-- START Listing --

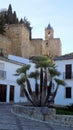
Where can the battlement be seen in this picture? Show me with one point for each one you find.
(18, 41)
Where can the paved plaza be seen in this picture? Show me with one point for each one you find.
(10, 121)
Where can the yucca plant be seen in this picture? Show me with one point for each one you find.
(44, 74)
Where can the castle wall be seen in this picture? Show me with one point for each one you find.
(36, 47)
(53, 46)
(5, 44)
(17, 42)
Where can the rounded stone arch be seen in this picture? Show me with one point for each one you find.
(5, 45)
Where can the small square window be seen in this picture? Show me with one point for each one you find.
(68, 92)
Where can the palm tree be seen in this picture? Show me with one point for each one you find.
(45, 75)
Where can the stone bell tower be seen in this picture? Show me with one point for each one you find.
(53, 45)
(49, 32)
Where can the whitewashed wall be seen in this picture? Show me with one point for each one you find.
(60, 97)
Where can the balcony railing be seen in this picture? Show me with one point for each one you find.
(67, 75)
(2, 74)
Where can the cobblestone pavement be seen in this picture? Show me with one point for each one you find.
(9, 121)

-- END Listing --

#### Exercise directions
Reproduce the listing above verbatim, line for line, and omit the picture.

#### Correct output
Where can the battlement be seen in this picture? Show me with one point for each one you find.
(18, 41)
Where can the paved plaza be seen in this picture? Show me with one point for each one you find.
(10, 121)
Where can the yucca plant be seen in this picture? Show me with one point for each one you find.
(44, 74)
Where can the castle wall be seen in this picture? Show me with one point for each one you find.
(36, 47)
(53, 46)
(5, 44)
(17, 42)
Where can the rounded stone arch be seen in this picture? Show me with one point for each one you find.
(5, 45)
Where can the small square window be seen in this picture? Show me with one point for each one you find.
(68, 92)
Where can the palm tree be seen in this picture? Show me with one point for each one you find.
(45, 75)
Where can the stone bell tower be seen in this picture? Show me with one point for each one you find.
(53, 45)
(49, 32)
Where can the whitewashed wall be seen in this picture? Show me with one point for each one you find.
(60, 97)
Where can the balcony railing be seen in this picture? Show me with one point for each one you find.
(67, 75)
(2, 74)
Where can the cobblestone pavement be seen in this picture? Show me with one point for each one you find.
(9, 121)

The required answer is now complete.